Problem description ->
From the first line to the last, write out the material exactly.

Record extracts ->
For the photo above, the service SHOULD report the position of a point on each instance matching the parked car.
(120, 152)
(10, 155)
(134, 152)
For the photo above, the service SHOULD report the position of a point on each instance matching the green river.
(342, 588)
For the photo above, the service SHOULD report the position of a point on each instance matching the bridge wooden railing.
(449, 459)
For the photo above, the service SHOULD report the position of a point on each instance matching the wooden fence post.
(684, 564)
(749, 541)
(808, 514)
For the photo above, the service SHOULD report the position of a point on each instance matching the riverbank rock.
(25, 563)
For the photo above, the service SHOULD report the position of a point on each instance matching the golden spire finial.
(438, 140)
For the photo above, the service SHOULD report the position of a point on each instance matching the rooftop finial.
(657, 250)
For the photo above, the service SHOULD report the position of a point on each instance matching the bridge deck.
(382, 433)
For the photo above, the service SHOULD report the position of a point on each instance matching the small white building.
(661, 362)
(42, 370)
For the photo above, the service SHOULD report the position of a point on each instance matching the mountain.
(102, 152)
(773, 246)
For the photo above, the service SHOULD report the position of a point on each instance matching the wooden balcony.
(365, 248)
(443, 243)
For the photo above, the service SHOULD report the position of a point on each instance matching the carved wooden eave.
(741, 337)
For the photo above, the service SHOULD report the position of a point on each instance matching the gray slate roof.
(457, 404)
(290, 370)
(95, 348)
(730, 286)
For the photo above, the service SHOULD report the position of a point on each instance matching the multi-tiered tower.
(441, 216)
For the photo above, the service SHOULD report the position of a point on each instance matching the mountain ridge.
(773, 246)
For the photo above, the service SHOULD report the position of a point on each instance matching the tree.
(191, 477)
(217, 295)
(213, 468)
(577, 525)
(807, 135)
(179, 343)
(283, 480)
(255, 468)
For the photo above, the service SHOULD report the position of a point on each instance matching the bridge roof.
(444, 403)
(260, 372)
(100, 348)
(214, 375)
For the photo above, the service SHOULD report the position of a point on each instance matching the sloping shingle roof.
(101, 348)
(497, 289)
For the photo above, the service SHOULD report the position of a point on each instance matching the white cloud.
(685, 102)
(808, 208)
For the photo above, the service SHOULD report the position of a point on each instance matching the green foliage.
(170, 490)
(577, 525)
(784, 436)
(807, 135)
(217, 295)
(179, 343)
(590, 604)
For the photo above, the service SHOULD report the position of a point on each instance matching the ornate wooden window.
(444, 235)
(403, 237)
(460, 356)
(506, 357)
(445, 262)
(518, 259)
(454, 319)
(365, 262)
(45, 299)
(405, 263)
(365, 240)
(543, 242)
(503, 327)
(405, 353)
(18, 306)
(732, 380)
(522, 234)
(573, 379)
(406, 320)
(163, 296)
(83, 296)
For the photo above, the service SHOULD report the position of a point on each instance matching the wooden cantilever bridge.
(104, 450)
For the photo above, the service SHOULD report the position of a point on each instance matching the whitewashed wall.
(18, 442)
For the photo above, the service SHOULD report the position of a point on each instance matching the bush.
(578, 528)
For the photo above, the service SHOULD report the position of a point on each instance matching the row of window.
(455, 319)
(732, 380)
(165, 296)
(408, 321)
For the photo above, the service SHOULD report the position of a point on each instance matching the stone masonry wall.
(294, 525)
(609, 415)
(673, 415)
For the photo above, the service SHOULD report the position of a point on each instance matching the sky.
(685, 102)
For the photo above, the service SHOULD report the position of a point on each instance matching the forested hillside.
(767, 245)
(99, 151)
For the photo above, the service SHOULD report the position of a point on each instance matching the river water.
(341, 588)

Answer to this task ->
For the photo above, the service SHOULD report the position of a point on each instance matching the parked car.
(120, 152)
(10, 155)
(134, 152)
For the photo above, the service SHOULD report the position of a point on each instance matching the green river.
(342, 588)
For the photo above, the service SHOULD report the position of a point on each instance matching the bridge wooden railing.
(449, 459)
For the photo above, the service SHOULD report the position of a point on each instance matching the wooden fence post.
(684, 564)
(749, 541)
(808, 514)
For the photo above, the service SHOULD report the position of a point on each instance matching the riverbank rock.
(25, 563)
For the photo above, the service SHOULD report the position of a point on each instance matching the golden spire finial.
(438, 140)
For the photo above, the service SHOULD report the position of a point on each instance matching the rooftop finial.
(657, 250)
For the photo above, the service SHOULD report the position of a point on each instance matching the bridge deck.
(382, 433)
For the photo above, the service SHOULD report the position of a point on each instance matching the small white building.
(661, 362)
(42, 370)
For the photo above, the service SHOULD report the position of a point on each instance matching the mountain.
(102, 152)
(773, 246)
For the photo above, the service SHOULD report the position of a point on each instance matching the wooden balcony.
(365, 248)
(443, 243)
For the photo above, the service SHOULD report the position of a point on each instance matching the carved wooden eave.
(741, 337)
For the photo above, the service SHOULD report the position of a point on each instance matching the gray slate roof.
(457, 404)
(290, 370)
(95, 348)
(730, 286)
For the photo above, the service SHOULD report the position of a point on each instance matching the multi-tiered tower.
(441, 216)
For the photo above, the service SHOULD report the position of a point on each instance matching the mountain ridge.
(773, 246)
For the photo above, the service SHOULD report the position of a point on each instance matching the tree.
(191, 477)
(217, 295)
(213, 468)
(577, 525)
(807, 135)
(179, 343)
(283, 480)
(255, 468)
For the photo above, the service SHOULD report the position of a point on each instance matching the bridge roof.
(444, 403)
(260, 372)
(100, 348)
(214, 375)
For the photo above, the service SHOULD report the position of a point on each instance matching the sloping shingle roof.
(101, 348)
(497, 289)
For the photo above, the service SHOULD report the position of a point on each instance matching the white cloud.
(685, 102)
(808, 208)
For the photo above, the service SHOULD report the position of a point on each instance matching the green foliage.
(170, 490)
(577, 525)
(784, 436)
(807, 135)
(217, 295)
(179, 343)
(590, 604)
For the photo above, the service SHOULD report the position of a point on each instance matching the ornate wooden window.
(444, 235)
(403, 237)
(460, 356)
(506, 357)
(445, 262)
(518, 259)
(454, 319)
(365, 262)
(45, 299)
(405, 263)
(365, 240)
(543, 242)
(503, 327)
(405, 353)
(18, 306)
(732, 380)
(522, 234)
(573, 379)
(406, 320)
(163, 296)
(83, 296)
For the photo above, the service SHOULD report the position of a point on each instance matching the wooden cantilever bridge.
(104, 450)
For the photo above, the service SHOULD report the position of a point on each instance matching the whitewashed wall.
(18, 442)
For the photo above, the service SHOULD report the position of a point on each instance matching the bush.
(578, 528)
For the photo above, the service SHOULD report the position of a point on each instance matching the row of window.
(455, 319)
(732, 380)
(165, 296)
(408, 321)
For the photo above, the service SHOULD report the position of a point on each instance matching the stone masonry wall.
(294, 525)
(609, 415)
(673, 415)
For the photo above, the service SHOULD report the position of a point on each instance matching the sky.
(685, 102)
For the photo above, the service SHOULD report the position of a point on each instance matching the forested hillside.
(767, 245)
(99, 151)
For the photo above, the service SHOULD report the position of a point on each instance matching the river water.
(341, 588)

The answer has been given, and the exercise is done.